### The problem
Can you write out the records below word for word, from the first line up to and including the line with "(308, 1007)"?

====== Data in this exercise

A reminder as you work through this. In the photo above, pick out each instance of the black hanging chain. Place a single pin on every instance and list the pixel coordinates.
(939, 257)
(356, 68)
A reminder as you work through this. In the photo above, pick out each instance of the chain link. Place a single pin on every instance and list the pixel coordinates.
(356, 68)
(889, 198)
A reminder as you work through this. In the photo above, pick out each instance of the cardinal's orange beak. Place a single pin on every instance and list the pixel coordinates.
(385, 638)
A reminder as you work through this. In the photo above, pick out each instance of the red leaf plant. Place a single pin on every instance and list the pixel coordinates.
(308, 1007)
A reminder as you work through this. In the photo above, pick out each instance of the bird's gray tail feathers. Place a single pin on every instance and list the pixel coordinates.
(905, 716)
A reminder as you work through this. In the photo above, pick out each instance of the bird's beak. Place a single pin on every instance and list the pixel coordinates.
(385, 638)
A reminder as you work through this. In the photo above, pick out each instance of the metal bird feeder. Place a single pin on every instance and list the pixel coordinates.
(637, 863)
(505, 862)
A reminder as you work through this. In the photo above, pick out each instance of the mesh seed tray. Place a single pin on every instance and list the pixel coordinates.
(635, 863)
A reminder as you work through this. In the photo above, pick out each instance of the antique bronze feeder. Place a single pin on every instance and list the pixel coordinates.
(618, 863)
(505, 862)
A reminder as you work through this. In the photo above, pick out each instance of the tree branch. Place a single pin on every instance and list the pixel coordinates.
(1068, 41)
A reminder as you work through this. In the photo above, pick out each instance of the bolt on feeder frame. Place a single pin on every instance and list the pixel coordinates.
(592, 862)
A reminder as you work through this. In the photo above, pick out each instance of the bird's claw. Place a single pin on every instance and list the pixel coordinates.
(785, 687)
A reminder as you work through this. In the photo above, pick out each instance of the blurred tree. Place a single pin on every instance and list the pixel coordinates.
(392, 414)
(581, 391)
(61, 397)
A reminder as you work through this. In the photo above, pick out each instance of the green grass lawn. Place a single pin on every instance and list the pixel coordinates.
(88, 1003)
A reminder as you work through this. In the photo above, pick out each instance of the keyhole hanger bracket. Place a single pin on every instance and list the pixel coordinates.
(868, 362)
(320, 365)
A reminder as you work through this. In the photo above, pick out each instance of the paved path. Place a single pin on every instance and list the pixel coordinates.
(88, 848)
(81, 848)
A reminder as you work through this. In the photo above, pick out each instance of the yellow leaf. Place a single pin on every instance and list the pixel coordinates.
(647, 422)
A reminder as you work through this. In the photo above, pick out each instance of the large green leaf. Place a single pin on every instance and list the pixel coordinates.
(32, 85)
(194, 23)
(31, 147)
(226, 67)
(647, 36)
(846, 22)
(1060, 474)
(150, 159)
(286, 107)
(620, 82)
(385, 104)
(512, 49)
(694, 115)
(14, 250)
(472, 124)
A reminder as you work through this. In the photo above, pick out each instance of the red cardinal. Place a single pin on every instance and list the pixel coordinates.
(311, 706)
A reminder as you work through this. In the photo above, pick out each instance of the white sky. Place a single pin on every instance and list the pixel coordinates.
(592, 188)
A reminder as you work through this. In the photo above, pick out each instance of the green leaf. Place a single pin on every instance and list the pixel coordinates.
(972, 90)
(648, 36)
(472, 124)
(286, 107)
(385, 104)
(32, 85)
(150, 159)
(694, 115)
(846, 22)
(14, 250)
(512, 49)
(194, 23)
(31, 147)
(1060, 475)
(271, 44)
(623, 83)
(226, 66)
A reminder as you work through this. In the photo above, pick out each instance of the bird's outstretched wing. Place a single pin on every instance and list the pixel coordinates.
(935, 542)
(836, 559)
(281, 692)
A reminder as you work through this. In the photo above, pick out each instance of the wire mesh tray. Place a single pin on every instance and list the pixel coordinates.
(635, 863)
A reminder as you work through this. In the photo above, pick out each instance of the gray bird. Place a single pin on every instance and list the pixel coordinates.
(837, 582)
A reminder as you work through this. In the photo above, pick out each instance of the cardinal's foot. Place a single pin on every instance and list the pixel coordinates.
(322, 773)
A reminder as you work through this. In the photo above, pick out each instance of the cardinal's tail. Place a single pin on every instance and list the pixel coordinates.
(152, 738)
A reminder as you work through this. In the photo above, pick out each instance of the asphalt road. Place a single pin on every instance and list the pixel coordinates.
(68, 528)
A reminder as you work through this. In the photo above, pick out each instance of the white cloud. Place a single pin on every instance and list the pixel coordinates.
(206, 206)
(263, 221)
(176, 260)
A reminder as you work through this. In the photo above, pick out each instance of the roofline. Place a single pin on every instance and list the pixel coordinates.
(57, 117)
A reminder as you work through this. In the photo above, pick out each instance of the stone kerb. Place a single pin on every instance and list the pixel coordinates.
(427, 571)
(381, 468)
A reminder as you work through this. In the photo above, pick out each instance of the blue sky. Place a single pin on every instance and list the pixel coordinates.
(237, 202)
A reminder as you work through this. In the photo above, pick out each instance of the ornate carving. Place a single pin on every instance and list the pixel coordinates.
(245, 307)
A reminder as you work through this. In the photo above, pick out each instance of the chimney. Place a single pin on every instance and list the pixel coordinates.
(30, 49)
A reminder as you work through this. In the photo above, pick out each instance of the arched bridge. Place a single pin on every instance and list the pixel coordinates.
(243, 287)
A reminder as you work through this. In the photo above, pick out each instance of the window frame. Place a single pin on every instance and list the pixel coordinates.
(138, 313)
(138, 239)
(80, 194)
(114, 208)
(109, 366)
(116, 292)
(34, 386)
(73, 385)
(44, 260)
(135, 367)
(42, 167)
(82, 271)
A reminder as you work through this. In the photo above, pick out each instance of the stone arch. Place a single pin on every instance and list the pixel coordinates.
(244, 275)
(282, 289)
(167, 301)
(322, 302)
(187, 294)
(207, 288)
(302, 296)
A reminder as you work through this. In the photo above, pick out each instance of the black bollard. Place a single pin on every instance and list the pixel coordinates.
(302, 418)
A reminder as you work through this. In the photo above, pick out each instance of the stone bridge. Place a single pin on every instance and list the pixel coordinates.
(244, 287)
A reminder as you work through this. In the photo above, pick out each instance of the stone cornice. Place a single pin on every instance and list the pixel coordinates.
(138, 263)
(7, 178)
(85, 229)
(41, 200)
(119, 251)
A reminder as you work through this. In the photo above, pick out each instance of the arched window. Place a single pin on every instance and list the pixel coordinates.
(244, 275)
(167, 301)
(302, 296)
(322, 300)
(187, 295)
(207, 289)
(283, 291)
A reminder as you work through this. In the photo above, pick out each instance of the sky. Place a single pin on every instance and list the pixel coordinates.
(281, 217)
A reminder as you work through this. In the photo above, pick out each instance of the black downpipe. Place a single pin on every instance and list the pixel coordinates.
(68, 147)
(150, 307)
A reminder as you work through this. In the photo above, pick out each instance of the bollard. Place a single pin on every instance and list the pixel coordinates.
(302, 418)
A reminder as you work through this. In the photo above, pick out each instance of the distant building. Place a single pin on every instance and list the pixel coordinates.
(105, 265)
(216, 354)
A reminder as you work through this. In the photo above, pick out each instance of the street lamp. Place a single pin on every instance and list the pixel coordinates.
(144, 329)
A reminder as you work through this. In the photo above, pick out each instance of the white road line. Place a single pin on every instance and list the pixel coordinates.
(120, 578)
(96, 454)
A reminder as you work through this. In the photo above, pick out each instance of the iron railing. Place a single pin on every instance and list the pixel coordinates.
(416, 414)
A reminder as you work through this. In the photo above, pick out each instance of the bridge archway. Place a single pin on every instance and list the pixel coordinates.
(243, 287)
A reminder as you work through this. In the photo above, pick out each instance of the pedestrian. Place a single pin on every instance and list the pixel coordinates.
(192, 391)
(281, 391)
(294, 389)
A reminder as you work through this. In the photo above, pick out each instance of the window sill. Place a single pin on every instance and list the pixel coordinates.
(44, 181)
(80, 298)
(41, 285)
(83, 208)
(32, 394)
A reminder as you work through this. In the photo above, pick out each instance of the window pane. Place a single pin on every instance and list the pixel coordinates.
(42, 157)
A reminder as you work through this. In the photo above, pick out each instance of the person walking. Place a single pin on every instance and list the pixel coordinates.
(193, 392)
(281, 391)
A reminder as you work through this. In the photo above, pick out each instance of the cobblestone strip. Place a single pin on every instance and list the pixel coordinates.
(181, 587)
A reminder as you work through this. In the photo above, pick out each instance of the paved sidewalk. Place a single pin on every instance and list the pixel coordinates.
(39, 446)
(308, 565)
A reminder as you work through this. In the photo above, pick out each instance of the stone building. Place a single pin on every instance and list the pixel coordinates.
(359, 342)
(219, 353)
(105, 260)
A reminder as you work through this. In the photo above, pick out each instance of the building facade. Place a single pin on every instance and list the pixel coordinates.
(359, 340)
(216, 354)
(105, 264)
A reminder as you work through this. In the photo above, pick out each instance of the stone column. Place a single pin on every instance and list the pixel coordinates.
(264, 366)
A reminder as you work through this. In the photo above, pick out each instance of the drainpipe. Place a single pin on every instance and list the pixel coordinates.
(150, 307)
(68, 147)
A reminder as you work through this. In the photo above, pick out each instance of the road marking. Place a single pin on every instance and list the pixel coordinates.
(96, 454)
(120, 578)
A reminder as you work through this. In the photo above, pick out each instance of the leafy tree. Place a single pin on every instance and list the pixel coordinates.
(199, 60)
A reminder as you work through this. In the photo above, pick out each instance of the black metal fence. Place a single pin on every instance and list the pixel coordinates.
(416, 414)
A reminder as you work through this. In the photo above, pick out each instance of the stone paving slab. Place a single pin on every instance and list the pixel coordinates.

============

### Result of this task
A reminder as you work through this. In the photo above, pick out each instance of the black hanging chain. Place a single pin on every instance and list the pixel coordinates.
(939, 257)
(356, 68)
A reminder as you work through this. In the photo above, pick out each instance of the chain link. Place a single pin on every instance and list the pixel coordinates.
(356, 68)
(889, 198)
A reminder as you work through this. In the photo above, pick out each instance of the cardinal's orange beak. Place a single pin on every instance and list the pixel coordinates.
(385, 638)
A reminder as you work through this. In the photo above, pick out each instance of the red leaf plant. Place a single pin on every instance and list the pixel coordinates.
(308, 1007)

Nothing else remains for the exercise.